*** Opening EXTRACT PROVIDED ***

Editorial: Self-defeat in Los Angeles
From ANIMAL PEOPLE, May 2000:
On March 22, 2000, the Los Angeles City Council at urging of the Coalition to End Pet Overpopulation adopted what In Defense of Animals spokesperson Bill Dyer called “the nation’s strongest spay/neuter ordinance.” It boosts the licensing fee for unaltered animals from $30 to $100. Owners of unlicensed, unaltered dogs found at large––if identified––will get two warnings to license over a 60-day span, before being fined up to $500.
Los Angeles Animal Services Department manager Dan Knapp and local activists celebrated victory. They should have mourned a self-inflicted defeat, not least because the new ordinance killed any chance a local coalition might have had at funding a five-year drive toward no-kill animal control with help from the $200 million Maddie’s Fund.
As Maddie’s Fund executive director Richard Avanzino reminded, on the eve of the L.A. vote, “Maddie’s Fund does not pay for government programs, including state and local animal care and control mandates.”
Clarified Avanzino, in a follow-up statement to ANIMAL PEOPLE, “If Los Angeles is making people fix their animals, by law, then if the legislative approach works those animals are going to be fixed anyway. It would be a waste of our resources to go there and fix animals, instead of going to some other city where our participation might become an incentive to fixing animals who would not get fixed otherwise.”
Avanzino’s remarks reflect his experience in making San Francisco the first no-kill U.S. city, effective since April 1994. As president of the San Francisco SPCA, 1976-1998, Avanzino recognized that if government can pass animal control expense to the humane community, it will, with the result that donated resources will not be left to provide services chiefly benefiting animals rather than taxpayers.
Progress in San Francisco began when Avanzino returned the pound contract to the city, to quit subsidizing the slaughter, and put the money formerly spent on impounding and killing into free and low-cost neutering.

*** Closing EXTRACT PROVIDED ***
*** Opening STORED DATA ***

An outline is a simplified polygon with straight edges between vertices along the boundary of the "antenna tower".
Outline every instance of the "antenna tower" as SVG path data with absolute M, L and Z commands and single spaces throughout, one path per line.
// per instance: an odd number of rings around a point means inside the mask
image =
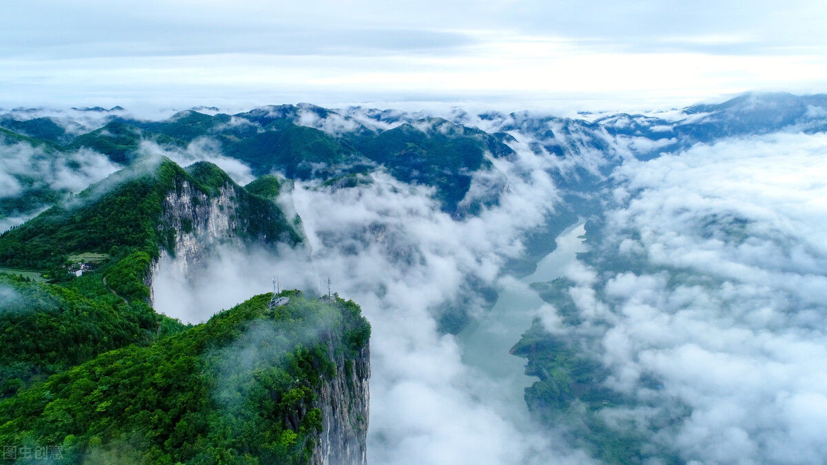
M 279 285 L 279 279 L 273 276 L 273 296 L 270 298 L 270 304 L 267 304 L 268 307 L 272 309 L 275 306 L 275 301 L 279 299 L 279 294 L 280 293 L 281 289 Z

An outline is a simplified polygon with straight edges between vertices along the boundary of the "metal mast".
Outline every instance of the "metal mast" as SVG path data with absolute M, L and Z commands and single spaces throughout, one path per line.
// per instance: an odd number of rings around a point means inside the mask
M 275 301 L 279 299 L 279 294 L 281 290 L 279 289 L 279 280 L 275 276 L 273 276 L 273 296 L 270 298 L 270 304 L 267 306 L 273 308 L 275 306 Z

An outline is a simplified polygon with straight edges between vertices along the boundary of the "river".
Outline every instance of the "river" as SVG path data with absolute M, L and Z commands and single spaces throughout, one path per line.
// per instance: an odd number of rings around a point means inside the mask
M 494 403 L 495 408 L 516 424 L 528 423 L 523 391 L 535 378 L 525 375 L 525 359 L 509 351 L 531 326 L 540 308 L 547 304 L 528 285 L 560 277 L 562 270 L 576 259 L 576 254 L 586 252 L 585 233 L 585 223 L 578 221 L 555 238 L 557 248 L 537 263 L 533 273 L 519 279 L 502 278 L 494 307 L 457 336 L 463 362 L 486 375 L 486 386 L 477 389 L 480 395 L 497 396 L 500 401 Z

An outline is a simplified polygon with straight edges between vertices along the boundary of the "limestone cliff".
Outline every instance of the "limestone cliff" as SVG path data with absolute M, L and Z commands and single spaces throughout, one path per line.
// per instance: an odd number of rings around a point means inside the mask
M 354 360 L 346 360 L 332 343 L 328 349 L 336 360 L 336 375 L 325 379 L 316 393 L 323 426 L 310 463 L 366 463 L 370 348 L 366 344 Z

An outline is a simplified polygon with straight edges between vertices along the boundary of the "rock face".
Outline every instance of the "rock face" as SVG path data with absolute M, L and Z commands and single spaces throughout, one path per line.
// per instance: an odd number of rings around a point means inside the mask
M 323 428 L 309 463 L 366 463 L 370 345 L 366 344 L 355 360 L 346 360 L 332 343 L 328 349 L 331 357 L 336 360 L 336 376 L 324 379 L 317 392 L 315 406 L 322 410 Z
M 161 263 L 189 277 L 193 265 L 203 258 L 212 247 L 232 240 L 235 228 L 230 212 L 235 208 L 236 193 L 230 185 L 218 190 L 218 195 L 208 197 L 184 181 L 179 189 L 170 190 L 164 199 L 161 223 L 170 234 L 174 235 L 170 237 L 174 239 L 170 242 L 174 244 L 174 255 L 162 248 L 159 258 L 152 263 L 147 280 L 151 305 L 154 304 L 155 295 L 151 276 L 158 274 Z

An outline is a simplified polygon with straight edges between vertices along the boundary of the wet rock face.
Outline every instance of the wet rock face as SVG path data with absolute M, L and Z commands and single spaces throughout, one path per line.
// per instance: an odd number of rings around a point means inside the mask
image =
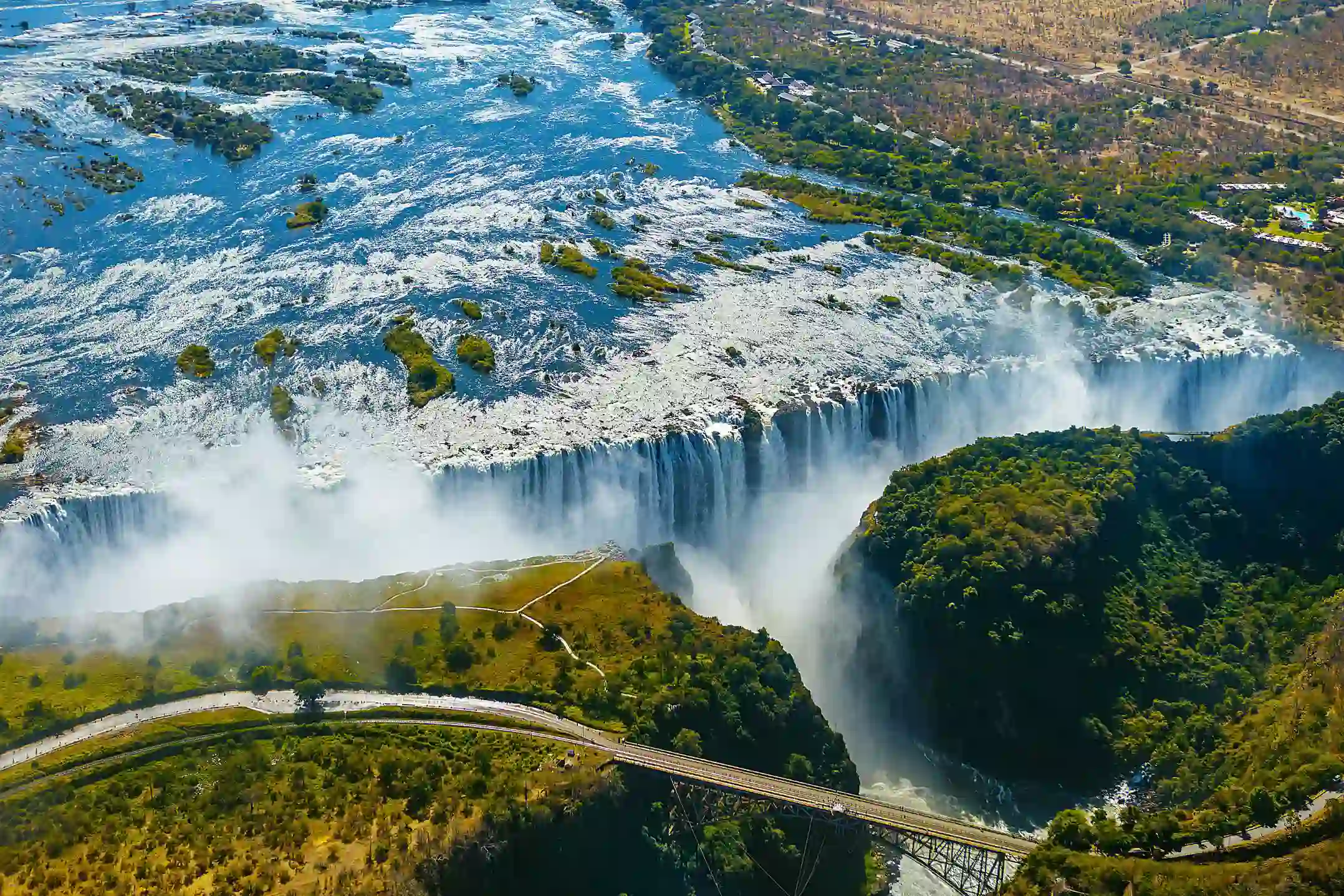
M 695 596 L 695 583 L 691 580 L 691 574 L 681 566 L 681 560 L 676 556 L 676 545 L 671 541 L 650 544 L 634 551 L 632 557 L 644 566 L 644 572 L 663 591 L 675 594 L 683 600 Z

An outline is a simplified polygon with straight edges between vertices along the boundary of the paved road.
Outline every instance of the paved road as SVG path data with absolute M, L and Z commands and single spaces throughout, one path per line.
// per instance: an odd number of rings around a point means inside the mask
M 1344 797 L 1344 790 L 1341 789 L 1336 787 L 1332 790 L 1322 790 L 1321 793 L 1312 797 L 1312 801 L 1306 803 L 1305 809 L 1300 809 L 1297 811 L 1284 815 L 1282 818 L 1278 819 L 1278 823 L 1257 825 L 1255 827 L 1249 827 L 1245 834 L 1228 834 L 1227 837 L 1223 837 L 1222 848 L 1230 849 L 1232 846 L 1241 846 L 1243 844 L 1250 844 L 1257 840 L 1263 840 L 1265 837 L 1270 837 L 1273 834 L 1281 834 L 1289 827 L 1292 827 L 1294 823 L 1304 822 L 1312 815 L 1316 815 L 1317 813 L 1325 809 L 1327 803 L 1329 803 L 1333 799 L 1339 799 L 1340 797 Z M 1188 844 L 1183 846 L 1180 850 L 1169 853 L 1168 858 L 1179 858 L 1181 856 L 1202 856 L 1204 853 L 1216 852 L 1218 849 L 1219 845 L 1215 844 L 1214 841 Z
M 1025 856 L 1036 846 L 1035 841 L 981 827 L 956 818 L 946 818 L 933 813 L 903 809 L 900 806 L 892 806 L 867 797 L 829 790 L 827 787 L 817 787 L 814 785 L 805 785 L 788 778 L 778 778 L 775 775 L 766 775 L 747 768 L 738 768 L 735 766 L 710 762 L 708 759 L 685 756 L 665 750 L 625 743 L 622 740 L 613 739 L 606 732 L 582 725 L 569 719 L 562 719 L 560 716 L 543 709 L 521 704 L 497 700 L 478 700 L 474 697 L 387 693 L 376 690 L 337 690 L 327 696 L 323 701 L 323 707 L 327 711 L 328 717 L 343 712 L 376 708 L 441 709 L 504 717 L 516 723 L 535 725 L 546 731 L 517 731 L 507 725 L 499 725 L 496 729 L 526 733 L 530 736 L 550 736 L 551 739 L 560 742 L 578 743 L 607 752 L 617 762 L 676 775 L 687 780 L 735 790 L 743 794 L 778 799 L 797 806 L 808 806 L 810 809 L 824 811 L 837 811 L 876 825 L 931 834 L 943 840 L 1000 852 L 1009 857 Z M 188 697 L 134 712 L 116 713 L 105 719 L 82 724 L 62 735 L 47 737 L 30 744 L 28 747 L 0 754 L 0 770 L 11 768 L 93 737 L 126 731 L 152 720 L 172 719 L 175 716 L 228 708 L 247 708 L 270 715 L 289 715 L 298 708 L 298 700 L 292 690 L 271 690 L 270 693 L 262 696 L 250 692 L 231 690 L 226 693 L 206 695 L 202 697 Z M 392 724 L 449 724 L 448 720 L 431 719 L 359 721 L 367 724 L 383 721 L 391 721 Z M 469 725 L 469 723 L 464 724 Z
M 516 721 L 543 725 L 551 731 L 560 731 L 575 737 L 591 740 L 599 733 L 569 719 L 534 709 L 516 703 L 501 700 L 478 700 L 476 697 L 452 697 L 426 693 L 386 693 L 380 690 L 333 690 L 327 695 L 323 705 L 331 713 L 358 712 L 362 709 L 378 708 L 405 708 L 405 709 L 441 709 L 453 712 L 470 712 L 489 715 Z M 185 697 L 171 703 L 161 703 L 156 707 L 118 712 L 102 719 L 86 721 L 51 737 L 44 737 L 27 747 L 19 747 L 0 754 L 0 771 L 12 768 L 34 759 L 40 759 L 58 750 L 102 737 L 106 735 L 128 731 L 137 725 L 161 719 L 175 719 L 199 712 L 216 709 L 254 709 L 266 715 L 293 715 L 298 711 L 298 699 L 293 690 L 271 690 L 266 695 L 254 695 L 249 690 L 226 690 L 222 693 L 208 693 L 199 697 Z

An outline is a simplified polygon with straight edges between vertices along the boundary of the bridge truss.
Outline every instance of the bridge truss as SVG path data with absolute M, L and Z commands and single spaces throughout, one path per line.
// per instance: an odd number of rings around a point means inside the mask
M 867 827 L 871 836 L 880 837 L 902 854 L 910 856 L 910 858 L 927 868 L 961 896 L 993 896 L 993 893 L 1003 889 L 1020 864 L 1020 860 L 1013 856 L 981 846 L 970 846 L 933 834 L 874 825 L 844 813 L 812 809 L 781 799 L 749 795 L 732 790 L 719 790 L 704 783 L 680 778 L 672 778 L 672 793 L 673 822 L 691 832 L 696 837 L 698 845 L 698 832 L 706 825 L 741 818 L 751 813 L 766 813 L 780 818 L 806 818 L 809 825 L 821 823 L 837 830 Z M 810 827 L 808 842 L 812 842 Z M 816 872 L 816 865 L 820 864 L 820 858 L 818 846 L 816 856 L 812 858 L 812 872 L 808 872 L 809 856 L 806 846 L 804 848 L 802 868 L 798 872 L 796 893 L 805 892 L 812 873 Z M 708 866 L 708 862 L 706 865 Z M 715 879 L 714 869 L 708 870 L 711 879 Z M 715 885 L 718 885 L 716 879 Z

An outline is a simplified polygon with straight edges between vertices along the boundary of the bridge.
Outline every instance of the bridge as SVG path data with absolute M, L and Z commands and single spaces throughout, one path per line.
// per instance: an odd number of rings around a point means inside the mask
M 289 716 L 300 709 L 300 704 L 292 690 L 266 695 L 230 690 L 114 713 L 81 724 L 60 735 L 0 754 L 0 771 L 148 721 L 228 708 L 247 708 L 267 715 Z M 351 712 L 395 708 L 470 713 L 481 716 L 482 721 L 348 716 Z M 439 695 L 339 690 L 329 693 L 323 700 L 323 709 L 325 721 L 336 724 L 474 728 L 598 750 L 621 764 L 672 778 L 677 814 L 692 833 L 706 823 L 759 810 L 780 815 L 805 817 L 812 822 L 843 829 L 866 827 L 871 834 L 883 838 L 900 853 L 931 870 L 961 896 L 989 896 L 989 893 L 997 892 L 1027 853 L 1038 845 L 1034 840 L 969 821 L 906 809 L 859 794 L 727 766 L 700 756 L 629 743 L 613 737 L 609 732 L 526 704 Z M 504 720 L 505 724 L 499 720 Z M 0 793 L 0 798 L 36 786 L 48 778 L 74 775 L 95 766 L 145 755 L 167 746 L 206 742 L 227 733 L 231 732 L 196 735 L 149 748 L 128 748 L 94 762 L 30 779 Z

*** Closing STORED DATA ***

**WORK REQUIRED:** Copy out the editorial on the Los Angeles spay/neuter ordinance from start to finish, word for word.

**OUTPUT BELOW:**
Editorial: Self-defeat in Los Angeles
From ANIMAL PEOPLE, May 2000:
On March 22, 2000, the Los Angeles City Council at urging of the Coalition to End Pet Overpopulation adopted what In Defense of Animals spokesperson Bill Dyer called “the nation’s strongest spay/neuter ordinance.” It boosts the licensing fee for unaltered animals from $30 to $100. Owners of unlicensed, unaltered dogs found at large––if identified––will get two warnings to license over a 60-day span, before being fined up to $500.
Los Angeles Animal Services Department manager Dan Knapp and local activists celebrated victory. They should have mourned a self-inflicted defeat, not least because the new ordinance killed any chance a local coalition might have had at funding a five-year drive toward no-kill animal control with help from the $200 million Maddie’s Fund.
As Maddie’s Fund executive director Richard Avanzino reminded, on the eve of the L.A. vote, “Maddie’s Fund does not pay for government programs, including state and local animal care and control mandates.”
Clarified Avanzino, in a follow-up statement to ANIMAL PEOPLE, “If Los Angeles is making people fix their animals, by law, then if the legislative approach works those animals are going to be fixed anyway. It would be a waste of our resources to go there and fix animals, instead of going to some other city where our participation might become an incentive to fixing animals who would not get fixed otherwise.”
Avanzino’s remarks reflect his experience in making San Francisco the first no-kill U.S. city, effective since April 1994. As president of the San Francisco SPCA, 1976-1998, Avanzino recognized that if government can pass animal control expense to the humane community, it will, with the result that donated resources will not be left to provide services chiefly benefiting animals rather than taxpayers.
Progress in San Francisco began when Avanzino returned the pound contract to the city, to quit subsidizing the slaughter, and put the money formerly spent on impounding and killing into free and low-cost neutering.